Return the passage of the Brad Shaw article from "In 1983–84, Shaw" to "in the OHL.", copied word for word.

** Source document **
————————

- Born: April 28, 1964 (age 62) Cambridge, Ontario, Canada
- Height: 6 ft 0 in (183 cm)
- Weight: 190 lb (86 kg; 13 st 8 lb)
- Position: Defence
- Shot: Right
- Played for: Hartford Whalers Ottawa Senators Washington Capitals St. Louis Blues
- Coached for: New York Islanders Philadelphia Flyers
- National team: Canada
- NHL draft: 86th overall, 1982 Detroit Red Wings
- Playing career: 1984–1999
- Coaching career: 1995–present

= Brad Shaw =

Canadian ice hockey player and coach (born 1964)

Bradley William Shaw (born April 28, 1964) is a Canadian professional ice hockey coach and former player who is the assistant coach for the New Jersey Devils of the National Hockey League (NHL). He was selected by the Detroit Red Wings of the National Hockey League (NHL) in the fifth round, 86th overall, in the 1982 NHL entry draft. He has played for the Hartford Whalers, Ottawa Senators, Washington Capitals and St. Louis Blues in the NHL. He was a member of the 1989–90 NHL All-Rookie Team and twice won the Eddie Shore Award as the American Hockey League's best defenceman. He won the Turner Cup with the Detroit Vipers of the International Hockey League and the J. Ross Robertson Cup and Memorial Cup as a member of the Ottawa 67's of the Ontario Hockey League (OHL).

==Playing career==

===Junior===
Shaw joined the Ottawa 67's of the Ontario Hockey League (OHL) at the age of 17 in 1981–82. In his rookie season, Shaw led all 67's defencemen with 72 points, scoring 13 goals and adding 59 assists in 68 games, helping Ottawa into the playoffs. In 17 playoff games, Shaw scored a goal and 14 points, as the 67's were swept by the Kitchener Rangers in the OHL finals. In the 1982–83 season Shaw saw his offensive production improve in his second season with the 67's, scoring 12 goals and 78 points in 63 games. In nine playoff games, Shaw scored two goals and 11 points, as the 67's lost to the Oshawa Generals in the Leyden Division finals.

In 1983–84, Shaw once again improved his offense, scoring 11 goals and 82 points in 68 games, helping the 67's to have the best record in the Leyden Division that season. In the playoffs, Shaw led the 67's in scoring, earning two goals and a team high 29 points in 13 games, as Ottawa won the J. Ross Robertson Cup over the Kitchener Rangers, and earned a berth in the 1984 Memorial Cup. At the Memorial Cup, Shaw had a goal and five points in five games, as the 67's won the championship, defeating the host Kitchener Rangers 7–2 in the final game at the Kitchener Memorial Auditorium. Shaw was named to the 1983–84 OHL first all-star team, and won the Max Kaminsky Trophy, given to the most outstanding defenceman in the OHL.

===Professional career===

====Hartford Whalers====
Shaw was originally drafted by the Detroit Red Wings in the fifth round, 86th overall, in the 1982 NHL entry draft. However, in April 1984, Red Wings general manager Jimmy Devellano told Shaw that the Red Wings would not sign him. His rights were traded to the Hartford Whalers for the Whalers' eighth round draft pick in the 1984 NHL entry draft on May 29, 1984.

————————

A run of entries
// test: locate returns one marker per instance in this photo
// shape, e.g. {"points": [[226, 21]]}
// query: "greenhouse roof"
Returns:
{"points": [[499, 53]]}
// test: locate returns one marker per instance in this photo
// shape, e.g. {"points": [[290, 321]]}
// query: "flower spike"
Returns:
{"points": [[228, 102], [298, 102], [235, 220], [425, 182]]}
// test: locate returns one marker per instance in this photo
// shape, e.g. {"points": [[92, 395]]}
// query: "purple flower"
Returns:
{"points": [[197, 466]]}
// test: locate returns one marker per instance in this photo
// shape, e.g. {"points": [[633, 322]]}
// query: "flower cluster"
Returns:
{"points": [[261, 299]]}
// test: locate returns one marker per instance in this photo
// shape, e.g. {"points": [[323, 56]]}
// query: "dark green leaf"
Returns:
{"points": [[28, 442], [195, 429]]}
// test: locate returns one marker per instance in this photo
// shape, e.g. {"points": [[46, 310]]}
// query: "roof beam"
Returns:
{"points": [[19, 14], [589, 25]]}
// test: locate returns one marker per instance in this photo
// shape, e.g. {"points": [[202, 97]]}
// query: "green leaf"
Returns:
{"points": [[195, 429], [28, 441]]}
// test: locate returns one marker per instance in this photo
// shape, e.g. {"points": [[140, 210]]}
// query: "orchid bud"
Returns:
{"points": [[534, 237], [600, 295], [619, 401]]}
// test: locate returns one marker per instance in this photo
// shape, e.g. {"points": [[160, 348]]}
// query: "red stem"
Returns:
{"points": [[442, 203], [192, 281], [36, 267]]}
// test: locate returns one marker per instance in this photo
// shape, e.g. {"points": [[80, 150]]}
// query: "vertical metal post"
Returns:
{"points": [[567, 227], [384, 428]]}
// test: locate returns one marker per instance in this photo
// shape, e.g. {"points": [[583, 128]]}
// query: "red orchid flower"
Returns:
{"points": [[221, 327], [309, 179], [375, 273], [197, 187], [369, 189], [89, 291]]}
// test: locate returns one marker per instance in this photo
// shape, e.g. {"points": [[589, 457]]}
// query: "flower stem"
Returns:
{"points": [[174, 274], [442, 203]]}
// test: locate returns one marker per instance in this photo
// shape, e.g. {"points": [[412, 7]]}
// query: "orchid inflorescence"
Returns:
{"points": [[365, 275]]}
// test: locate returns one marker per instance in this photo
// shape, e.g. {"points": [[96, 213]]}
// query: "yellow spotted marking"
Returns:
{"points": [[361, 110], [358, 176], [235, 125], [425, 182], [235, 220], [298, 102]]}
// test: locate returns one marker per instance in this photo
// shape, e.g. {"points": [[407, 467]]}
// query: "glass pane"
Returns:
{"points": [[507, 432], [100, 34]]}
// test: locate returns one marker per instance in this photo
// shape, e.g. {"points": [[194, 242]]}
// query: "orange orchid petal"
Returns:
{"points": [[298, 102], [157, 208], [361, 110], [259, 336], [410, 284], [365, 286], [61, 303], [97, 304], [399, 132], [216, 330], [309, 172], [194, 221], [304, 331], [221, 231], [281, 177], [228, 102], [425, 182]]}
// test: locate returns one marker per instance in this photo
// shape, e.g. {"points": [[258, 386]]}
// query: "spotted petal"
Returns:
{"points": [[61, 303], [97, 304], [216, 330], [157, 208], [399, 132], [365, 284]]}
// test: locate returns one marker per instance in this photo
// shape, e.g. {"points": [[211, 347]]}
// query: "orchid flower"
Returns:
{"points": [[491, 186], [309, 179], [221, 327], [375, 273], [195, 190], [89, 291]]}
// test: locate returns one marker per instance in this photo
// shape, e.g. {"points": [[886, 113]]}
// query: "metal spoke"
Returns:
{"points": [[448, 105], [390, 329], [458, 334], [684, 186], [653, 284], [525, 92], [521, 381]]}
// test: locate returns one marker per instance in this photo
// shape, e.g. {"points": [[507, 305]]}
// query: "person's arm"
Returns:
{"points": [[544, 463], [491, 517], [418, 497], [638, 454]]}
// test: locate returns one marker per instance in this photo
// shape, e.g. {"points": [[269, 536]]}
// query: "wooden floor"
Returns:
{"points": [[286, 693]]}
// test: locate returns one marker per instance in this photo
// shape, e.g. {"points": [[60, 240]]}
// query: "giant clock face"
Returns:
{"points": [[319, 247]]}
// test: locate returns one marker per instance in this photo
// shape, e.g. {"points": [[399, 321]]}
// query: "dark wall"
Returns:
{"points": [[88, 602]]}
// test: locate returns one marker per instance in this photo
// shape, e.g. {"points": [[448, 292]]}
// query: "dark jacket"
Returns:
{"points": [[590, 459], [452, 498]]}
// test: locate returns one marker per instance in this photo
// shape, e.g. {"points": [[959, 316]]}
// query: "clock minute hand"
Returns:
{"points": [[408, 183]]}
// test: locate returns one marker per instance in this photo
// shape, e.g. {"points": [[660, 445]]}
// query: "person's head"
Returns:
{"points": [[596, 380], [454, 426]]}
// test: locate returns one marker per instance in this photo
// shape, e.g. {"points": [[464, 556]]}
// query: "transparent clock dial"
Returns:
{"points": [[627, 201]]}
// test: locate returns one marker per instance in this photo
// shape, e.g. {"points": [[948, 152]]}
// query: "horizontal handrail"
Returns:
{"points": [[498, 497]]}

————————

** Response to this task **
In 1983–84, Shaw once again improved his offense, scoring 11 goals and 82 points in 68 games, helping the 67's to have the best record in the Leyden Division that season. In the playoffs, Shaw led the 67's in scoring, earning two goals and a team high 29 points in 13 games, as Ottawa won the J. Ross Robertson Cup over the Kitchener Rangers, and earned a berth in the 1984 Memorial Cup. At the Memorial Cup, Shaw had a goal and five points in five games, as the 67's won the championship, defeating the host Kitchener Rangers 7–2 in the final game at the Kitchener Memorial Auditorium. Shaw was named to the 1983–84 OHL first all-star team, and won the Max Kaminsky Trophy, given to the most outstanding defenceman in the OHL.